- **EXERCICE PROPOSÉ A**
D'après le texte sur l'innovation sociale en éducation, combien de participants le rassemblement a-t-il réunis ?
++++ EXTRAIT DU TEXTE
Innovation sociale ou auto-conservation sociale?

“Devenir séditieux n’est pas faire un saut miraculeux hors de l’ordre causal [qui illustrerait notre libre arbitre] mais seulement se trouver déterminé à faire autre chose. Cela s’observent particulièrement chez les récalcitrants en fuite qui misent sur un lyrisme de l’échappée pour restaurer l’illusion de leur libre subjectivité”.
— Frédéric Lordon, La société des affects.

J’ai participé cette semaine à l’un des plus grands rassemblements d’acteurs de l’innovation sociale en éducation. Plus de 500 participants venus de tous les continents et contribuant à des initiatives à tous les niveaux du système d’éducation : de la maternelle à l’université.

Voici en quelques paragraphes les éléments qui m’ont le plus marqué et qui constituent, selon moi, une source d’identification des priorités d’action pour les innovateurs sociaux :

1) Le danger des comportements de béatitude face aux innovateurs sociaux et à leurs actions

Deux situations typiques :

1 : « Je suis un entrepreneur social ! »

2 : « J’ai développé une entreprise / OBNL qui vient en aide aux personnes démunies ! »

Dans les deux cas, la même réponse : « Wow! C’est génial ! »

Ce comportement, très répandu, illustre que le simple fait de vouloir« faire le bien » d’une communauté constitue, en soi, dans notre imaginaire collectif, une condition suffisante pour légitimer et valoriser une action. Comme si l’action d’un innovateur social était intrinsèquement positive, souhaitable et bénéfique pour la communauté.

Je pense que ce comportement constitue à lui-seul l’un des enjeux les plus importants pour l’avenir de l’innovation sociale. J’ai d’ailleurs participé à plusieurs visites dans des écoles et des « entreprises sociales » et cette appréhension s’est confirmée dans une partie significative de ces situations.

 

 

En voici un exemple :

À la « St Martins Episcopal School » de la Nouvelle-Orléans, j’ai assisté à des activités « d’innovation sociale » au niveau primaire (enfants entre 6 et 10 ans) où ceux-ci mobilisaient les outils du Design Thinking. Leur professeur avait été au Malawi et avait ramené des photos de plusieurs espaces publics. Pour l’activité, les enfants avaient choisi le cabinet du médecin et devaient réfléchir « aux solutions » qu’ils pouvaient apporter « aux enjeux » qu’ils observaient sur les photos.
++++++++
++++ DONNÉES DISPONIBLES
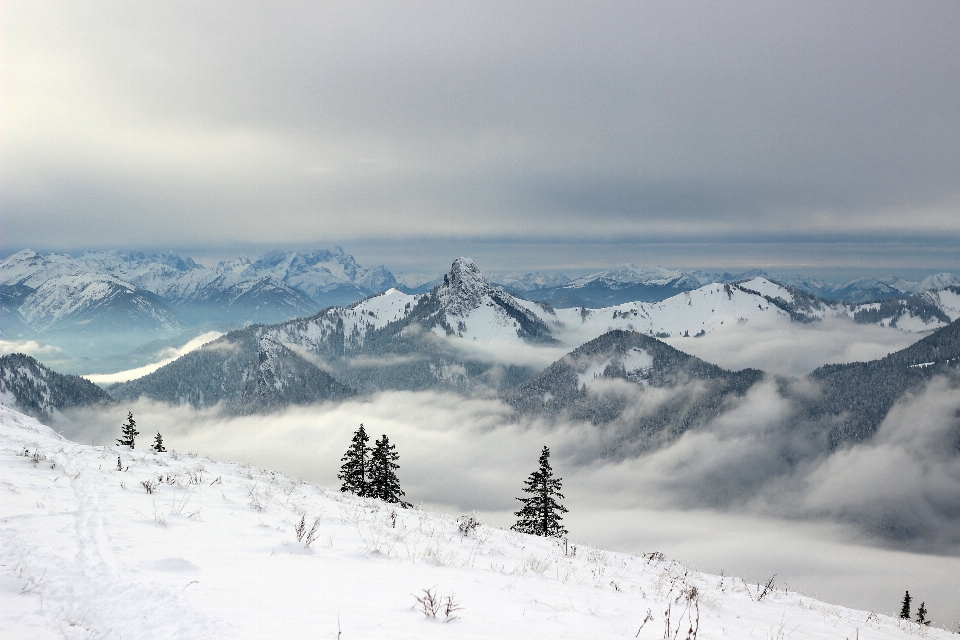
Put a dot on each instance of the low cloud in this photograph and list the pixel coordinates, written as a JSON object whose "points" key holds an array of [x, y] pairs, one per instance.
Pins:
{"points": [[164, 357], [387, 360], [794, 348]]}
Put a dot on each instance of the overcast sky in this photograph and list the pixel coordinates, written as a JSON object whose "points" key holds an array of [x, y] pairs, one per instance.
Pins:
{"points": [[552, 135]]}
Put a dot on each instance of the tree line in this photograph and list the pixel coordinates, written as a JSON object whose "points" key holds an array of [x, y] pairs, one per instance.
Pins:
{"points": [[371, 473]]}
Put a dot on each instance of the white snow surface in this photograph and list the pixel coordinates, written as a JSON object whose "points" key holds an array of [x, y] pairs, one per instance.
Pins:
{"points": [[86, 552]]}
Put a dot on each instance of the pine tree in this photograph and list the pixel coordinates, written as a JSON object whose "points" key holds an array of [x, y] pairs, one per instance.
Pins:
{"points": [[355, 468], [383, 481], [905, 607], [541, 513], [128, 432]]}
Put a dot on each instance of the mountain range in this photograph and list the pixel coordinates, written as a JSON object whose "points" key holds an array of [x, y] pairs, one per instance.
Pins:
{"points": [[631, 283], [163, 293], [460, 336], [465, 337]]}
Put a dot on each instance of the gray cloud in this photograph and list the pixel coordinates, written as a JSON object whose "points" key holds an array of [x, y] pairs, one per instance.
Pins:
{"points": [[185, 124]]}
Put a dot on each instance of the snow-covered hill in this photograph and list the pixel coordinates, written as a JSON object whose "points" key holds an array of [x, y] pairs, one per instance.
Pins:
{"points": [[100, 542], [466, 335], [873, 289]]}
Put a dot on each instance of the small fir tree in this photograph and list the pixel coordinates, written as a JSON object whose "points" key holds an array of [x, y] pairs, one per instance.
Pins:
{"points": [[541, 513], [128, 432], [354, 471], [383, 482], [905, 606]]}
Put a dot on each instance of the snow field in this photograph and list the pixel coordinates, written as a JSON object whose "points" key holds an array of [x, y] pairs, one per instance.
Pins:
{"points": [[178, 546]]}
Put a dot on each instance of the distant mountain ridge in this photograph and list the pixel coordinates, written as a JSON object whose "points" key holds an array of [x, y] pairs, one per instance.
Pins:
{"points": [[630, 283], [164, 292], [442, 339], [39, 391]]}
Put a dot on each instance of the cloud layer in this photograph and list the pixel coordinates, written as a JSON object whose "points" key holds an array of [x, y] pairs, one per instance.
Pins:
{"points": [[184, 124]]}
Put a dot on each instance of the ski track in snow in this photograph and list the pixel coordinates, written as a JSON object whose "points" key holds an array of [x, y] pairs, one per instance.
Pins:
{"points": [[87, 553]]}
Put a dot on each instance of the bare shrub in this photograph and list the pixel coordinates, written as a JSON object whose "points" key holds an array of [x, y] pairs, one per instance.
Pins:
{"points": [[307, 537], [466, 524], [767, 588], [433, 605]]}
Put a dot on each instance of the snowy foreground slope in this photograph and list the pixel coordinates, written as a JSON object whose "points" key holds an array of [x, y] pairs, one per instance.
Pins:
{"points": [[87, 552]]}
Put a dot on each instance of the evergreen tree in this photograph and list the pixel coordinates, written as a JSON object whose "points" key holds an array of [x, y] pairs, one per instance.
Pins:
{"points": [[355, 468], [905, 607], [128, 432], [383, 481], [541, 513]]}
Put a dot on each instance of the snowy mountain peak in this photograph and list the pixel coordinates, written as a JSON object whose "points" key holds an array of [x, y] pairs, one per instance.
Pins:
{"points": [[463, 288]]}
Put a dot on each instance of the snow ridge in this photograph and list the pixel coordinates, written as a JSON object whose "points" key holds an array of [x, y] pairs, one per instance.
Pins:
{"points": [[165, 547]]}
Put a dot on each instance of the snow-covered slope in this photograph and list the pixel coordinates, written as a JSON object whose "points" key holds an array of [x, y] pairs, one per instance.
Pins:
{"points": [[873, 289], [211, 551], [81, 300]]}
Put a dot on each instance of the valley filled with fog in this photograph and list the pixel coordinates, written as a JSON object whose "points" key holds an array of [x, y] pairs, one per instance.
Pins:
{"points": [[746, 492]]}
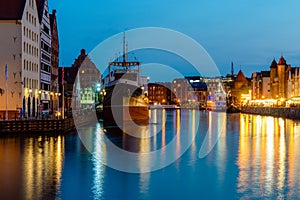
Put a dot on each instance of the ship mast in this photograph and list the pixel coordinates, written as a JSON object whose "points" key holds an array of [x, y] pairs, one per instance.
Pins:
{"points": [[124, 48]]}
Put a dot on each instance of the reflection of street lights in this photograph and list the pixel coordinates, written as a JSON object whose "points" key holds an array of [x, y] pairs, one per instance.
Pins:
{"points": [[98, 88], [102, 94], [30, 95]]}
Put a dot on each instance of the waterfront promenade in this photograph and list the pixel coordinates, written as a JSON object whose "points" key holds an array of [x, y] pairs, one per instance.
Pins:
{"points": [[290, 113]]}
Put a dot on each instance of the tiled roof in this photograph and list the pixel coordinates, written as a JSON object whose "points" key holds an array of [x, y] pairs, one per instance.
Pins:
{"points": [[40, 7], [12, 9], [282, 61], [274, 64], [241, 77]]}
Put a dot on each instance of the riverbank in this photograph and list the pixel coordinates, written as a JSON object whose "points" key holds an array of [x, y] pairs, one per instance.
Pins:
{"points": [[290, 113]]}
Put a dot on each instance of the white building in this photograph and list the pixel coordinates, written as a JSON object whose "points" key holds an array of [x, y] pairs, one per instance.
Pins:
++++++++
- **EXERCICE PROPOSÉ B**
Reprenez sans rien changer les lignes des enregistrements qui vont de celle contenant « Put a dot on each instance of the ship » jusqu'à la fin des enregistrements, ces deux limites comprises.

- **RÉSULTAT ATTENDU A**
Plus de 500 participants.

- **RÉSULTAT ATTENDU B**
Put a dot on each instance of the ship mast in this photograph and list the pixel coordinates, written as a JSON object whose "points" key holds an array of [x, y] pairs, one per instance.
Pins:
{"points": [[124, 48]]}
Put a dot on each instance of the reflection of street lights in this photograph and list the pixel coordinates, written as a JSON object whose "points" key holds an array of [x, y] pairs, one per instance.
Pins:
{"points": [[98, 88], [102, 94], [30, 95]]}
Put a dot on each instance of the waterfront promenade in this photograph and list the pixel coordinates, written as a JSON object whose "points" key holds an array of [x, y] pairs, one per instance.
Pins:
{"points": [[290, 113]]}
Put a dot on each instance of the tiled roof in this photograph and list the pixel coordinates, written as a JSON object whose "points" key holds an array of [x, y] pairs, one per instance.
Pins:
{"points": [[40, 7], [12, 9], [282, 61], [274, 64], [241, 77]]}
Put a dot on each instance of the riverbank in this photograph and list the pixel coordinates, written as a JSON object whose "points" key holds an array of [x, y] pairs, one per instance.
Pins:
{"points": [[290, 113]]}
Put a dot on each instance of the white building in this photograph and list the pixel coordinates, written as a JSON object whose "points" key holds an array of [x, y] pairs, one per instance.
Pins:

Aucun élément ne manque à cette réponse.